Rows from a point annotation set:
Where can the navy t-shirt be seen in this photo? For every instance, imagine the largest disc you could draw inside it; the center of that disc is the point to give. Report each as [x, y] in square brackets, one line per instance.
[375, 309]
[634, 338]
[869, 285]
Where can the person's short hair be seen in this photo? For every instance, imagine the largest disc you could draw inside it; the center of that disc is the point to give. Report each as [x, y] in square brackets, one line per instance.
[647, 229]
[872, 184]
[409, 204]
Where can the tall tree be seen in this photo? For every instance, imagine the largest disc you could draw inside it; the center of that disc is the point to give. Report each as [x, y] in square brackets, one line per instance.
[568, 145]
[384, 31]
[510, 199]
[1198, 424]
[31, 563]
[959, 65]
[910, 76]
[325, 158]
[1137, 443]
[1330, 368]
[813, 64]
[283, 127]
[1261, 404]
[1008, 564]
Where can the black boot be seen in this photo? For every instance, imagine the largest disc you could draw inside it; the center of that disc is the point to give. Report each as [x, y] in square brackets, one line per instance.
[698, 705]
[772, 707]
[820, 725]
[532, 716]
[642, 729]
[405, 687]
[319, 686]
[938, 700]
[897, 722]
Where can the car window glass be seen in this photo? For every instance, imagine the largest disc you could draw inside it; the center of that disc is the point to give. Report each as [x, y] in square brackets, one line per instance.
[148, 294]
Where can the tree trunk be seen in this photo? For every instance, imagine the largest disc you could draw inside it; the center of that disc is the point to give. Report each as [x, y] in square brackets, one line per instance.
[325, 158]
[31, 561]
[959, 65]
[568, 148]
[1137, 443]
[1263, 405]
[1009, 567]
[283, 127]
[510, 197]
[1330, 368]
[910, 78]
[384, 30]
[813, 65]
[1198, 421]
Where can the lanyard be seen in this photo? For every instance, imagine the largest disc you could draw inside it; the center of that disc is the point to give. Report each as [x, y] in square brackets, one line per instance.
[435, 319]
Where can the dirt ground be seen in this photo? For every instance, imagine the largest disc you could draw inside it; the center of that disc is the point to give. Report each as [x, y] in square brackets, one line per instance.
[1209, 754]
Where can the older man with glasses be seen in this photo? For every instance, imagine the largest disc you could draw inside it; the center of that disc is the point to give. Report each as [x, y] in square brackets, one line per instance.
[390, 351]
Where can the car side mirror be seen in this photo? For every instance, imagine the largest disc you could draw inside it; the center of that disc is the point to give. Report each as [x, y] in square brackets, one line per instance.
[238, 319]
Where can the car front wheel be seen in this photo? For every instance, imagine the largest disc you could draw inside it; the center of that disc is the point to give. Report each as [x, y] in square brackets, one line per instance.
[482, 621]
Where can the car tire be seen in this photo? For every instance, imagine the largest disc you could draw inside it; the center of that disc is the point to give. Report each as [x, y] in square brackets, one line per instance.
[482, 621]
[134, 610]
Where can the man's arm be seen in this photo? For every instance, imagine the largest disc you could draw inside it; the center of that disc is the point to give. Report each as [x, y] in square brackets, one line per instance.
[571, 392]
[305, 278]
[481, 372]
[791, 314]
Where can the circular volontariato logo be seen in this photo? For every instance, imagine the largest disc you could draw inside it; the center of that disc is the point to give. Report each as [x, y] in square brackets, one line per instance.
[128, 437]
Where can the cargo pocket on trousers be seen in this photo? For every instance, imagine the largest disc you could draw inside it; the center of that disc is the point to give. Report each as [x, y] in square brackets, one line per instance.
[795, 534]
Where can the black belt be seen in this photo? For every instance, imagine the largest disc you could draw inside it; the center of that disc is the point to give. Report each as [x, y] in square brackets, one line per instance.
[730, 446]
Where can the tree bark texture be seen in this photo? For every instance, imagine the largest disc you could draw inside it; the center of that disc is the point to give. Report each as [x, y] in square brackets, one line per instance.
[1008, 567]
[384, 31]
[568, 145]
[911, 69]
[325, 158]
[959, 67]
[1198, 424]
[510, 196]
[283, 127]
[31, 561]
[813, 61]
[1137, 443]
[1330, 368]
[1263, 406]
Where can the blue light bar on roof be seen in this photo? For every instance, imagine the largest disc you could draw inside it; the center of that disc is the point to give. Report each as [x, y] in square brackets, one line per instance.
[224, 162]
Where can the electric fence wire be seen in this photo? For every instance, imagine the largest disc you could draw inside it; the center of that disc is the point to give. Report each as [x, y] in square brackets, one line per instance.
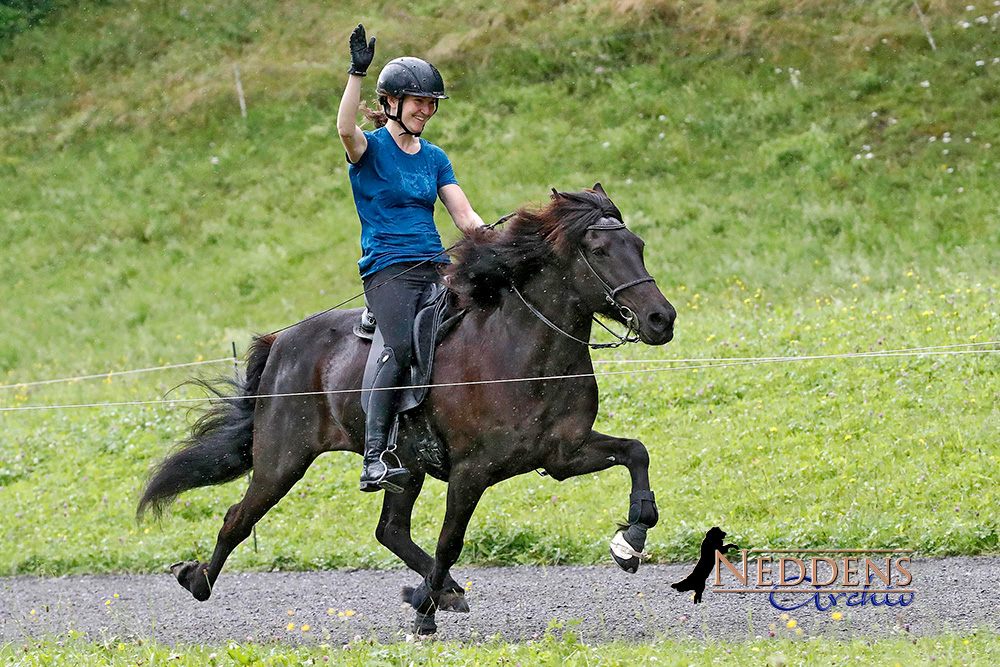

### The problem
Rescale the part of the rows that opens with the line containing "Where can the man's" and closes with the line containing "[1263, 406]", giving back every line in that part, requests included, with each answer coordinate multiplied by 2.2 and rounded to a whole number, halves rounded up. Leave all other lines out.

### Result for this exercise
Where can the man's arm be seen in this photo? For every instance, imagine the largest disc you could draw inside it; the center of that disc is the point to give. Report each as [x, y] in square brackets, one line per instance.
[1256, 862]
[671, 612]
[1058, 818]
[1740, 691]
Where can the circular volontariato logo be seen in this photo? For every instance, imagine the largest disc you could draw inside it; the center of that disc is the point to give. Report each as [x, y] in square brackets, one line per instance.
[282, 961]
Where can the cargo pocket on trousers be seen in this photo? For every instance, imagine the largest disc you could draw inside it; the center of that disc is the point to give. Report each as [x, y] in square brackets, one line per instance.
[1749, 1175]
Where can the black belt be seen in this photo? For every instance, imagine the largest disc you could draw inside it; the center of that disc is the point to give. Report each as [x, y] in square brackets, one line per instance.
[1606, 981]
Where can the tree bark texture be seen in this photo? For every instance, imagine the largest disc you could draw inside it; the center of that disc is the point to give. Report each as [x, y] in square brackets, one line per instance.
[2218, 1247]
[845, 68]
[1250, 319]
[2004, 152]
[715, 348]
[2110, 147]
[2636, 933]
[1122, 431]
[623, 279]
[68, 1234]
[1789, 134]
[2501, 975]
[2926, 810]
[2779, 893]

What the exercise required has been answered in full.